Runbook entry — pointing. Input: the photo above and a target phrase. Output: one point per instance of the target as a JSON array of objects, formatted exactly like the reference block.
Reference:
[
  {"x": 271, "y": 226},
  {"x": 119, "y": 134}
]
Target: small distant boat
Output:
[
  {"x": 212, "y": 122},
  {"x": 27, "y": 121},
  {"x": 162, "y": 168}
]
..........
▶ _GOAL OF THE EXERCISE_
Rewrite the lines above, replacing "small distant boat" with "distant sailboat" and leaving everything else unchanged.

▶ _THE REPLY_
Runbook entry — pointing. Input: the photo above and a target phrase. Output: one point per instance of the target as a JSON array of objects, formatted exactly like the reference block.
Reference:
[
  {"x": 271, "y": 226},
  {"x": 119, "y": 134}
]
Target: distant sailboat
Output:
[
  {"x": 212, "y": 122},
  {"x": 27, "y": 121},
  {"x": 162, "y": 168}
]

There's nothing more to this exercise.